**WHAT TO PRODUCE**: Copy out each of the following entries line for line, without altering a single character.

**DATA LISTING**:
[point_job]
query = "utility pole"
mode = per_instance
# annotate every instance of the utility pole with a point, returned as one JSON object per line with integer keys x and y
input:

**COMPLETE RESPONSE**:
[point_job]
query = "utility pole"
mode = per_instance
# annotate every instance of the utility pole with a point, returned as one JSON object per line with integer keys x and y
input:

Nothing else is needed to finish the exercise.